(Record excerpts Opens)

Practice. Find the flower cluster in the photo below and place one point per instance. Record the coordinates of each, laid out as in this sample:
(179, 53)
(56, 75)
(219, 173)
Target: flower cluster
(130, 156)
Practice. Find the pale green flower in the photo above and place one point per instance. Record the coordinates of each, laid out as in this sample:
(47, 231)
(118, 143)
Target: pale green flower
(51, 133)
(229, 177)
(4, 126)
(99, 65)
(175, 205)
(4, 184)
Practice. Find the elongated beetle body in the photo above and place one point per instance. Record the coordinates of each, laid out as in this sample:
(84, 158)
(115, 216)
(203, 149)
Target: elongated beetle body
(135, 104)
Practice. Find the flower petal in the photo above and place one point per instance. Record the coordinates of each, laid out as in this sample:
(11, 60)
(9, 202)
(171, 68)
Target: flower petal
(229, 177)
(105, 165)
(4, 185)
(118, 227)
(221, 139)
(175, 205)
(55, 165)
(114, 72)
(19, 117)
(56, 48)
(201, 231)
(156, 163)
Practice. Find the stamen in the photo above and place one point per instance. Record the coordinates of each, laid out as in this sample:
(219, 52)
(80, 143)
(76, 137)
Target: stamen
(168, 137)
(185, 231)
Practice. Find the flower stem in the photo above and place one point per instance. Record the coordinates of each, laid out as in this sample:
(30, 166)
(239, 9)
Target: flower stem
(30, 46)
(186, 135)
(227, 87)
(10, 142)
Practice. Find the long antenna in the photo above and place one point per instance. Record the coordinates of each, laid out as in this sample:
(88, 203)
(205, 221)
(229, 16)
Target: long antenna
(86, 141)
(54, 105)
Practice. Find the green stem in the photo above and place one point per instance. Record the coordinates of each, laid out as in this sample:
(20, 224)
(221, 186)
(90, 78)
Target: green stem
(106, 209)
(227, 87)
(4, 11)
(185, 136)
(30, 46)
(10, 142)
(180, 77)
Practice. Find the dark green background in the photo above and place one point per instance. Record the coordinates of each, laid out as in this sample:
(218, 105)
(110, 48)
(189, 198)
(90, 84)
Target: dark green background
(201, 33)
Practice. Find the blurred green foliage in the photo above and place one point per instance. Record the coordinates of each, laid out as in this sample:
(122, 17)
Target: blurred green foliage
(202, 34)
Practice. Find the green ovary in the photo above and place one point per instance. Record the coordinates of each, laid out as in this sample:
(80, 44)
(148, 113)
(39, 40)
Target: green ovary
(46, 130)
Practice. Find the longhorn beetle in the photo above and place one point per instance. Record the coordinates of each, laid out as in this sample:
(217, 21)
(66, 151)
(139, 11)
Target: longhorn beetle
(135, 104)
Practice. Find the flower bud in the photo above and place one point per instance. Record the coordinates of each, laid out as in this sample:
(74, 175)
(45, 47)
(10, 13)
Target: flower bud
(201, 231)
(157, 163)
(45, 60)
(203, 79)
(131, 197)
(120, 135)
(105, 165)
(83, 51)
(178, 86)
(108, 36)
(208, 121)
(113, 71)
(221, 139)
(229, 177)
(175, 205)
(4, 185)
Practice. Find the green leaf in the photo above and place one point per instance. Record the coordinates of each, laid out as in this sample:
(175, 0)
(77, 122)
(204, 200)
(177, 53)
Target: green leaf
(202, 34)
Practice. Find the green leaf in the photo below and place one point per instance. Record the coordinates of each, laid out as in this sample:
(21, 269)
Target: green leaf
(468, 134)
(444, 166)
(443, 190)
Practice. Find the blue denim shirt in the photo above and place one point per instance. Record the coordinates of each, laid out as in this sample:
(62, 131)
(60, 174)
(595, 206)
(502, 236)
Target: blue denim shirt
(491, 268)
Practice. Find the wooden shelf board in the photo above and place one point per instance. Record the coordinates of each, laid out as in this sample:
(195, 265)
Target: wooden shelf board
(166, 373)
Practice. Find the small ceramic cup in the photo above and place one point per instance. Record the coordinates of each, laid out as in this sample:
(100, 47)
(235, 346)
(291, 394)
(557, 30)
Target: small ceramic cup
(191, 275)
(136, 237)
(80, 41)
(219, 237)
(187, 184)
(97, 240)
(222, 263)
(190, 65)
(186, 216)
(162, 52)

(Record excerpts Closes)

▶ _Task brief_: Using the listing above, show each line holding the string "below".

▶ _Task answer_:
Practice. Find the flower cluster in the photo below and place one point per instance. Record the coordinates of each, laid out as in this sample:
Practice. Find the green leaf in the photo below and place one point per instance. Record the coordinates of each, laid out as in this sample:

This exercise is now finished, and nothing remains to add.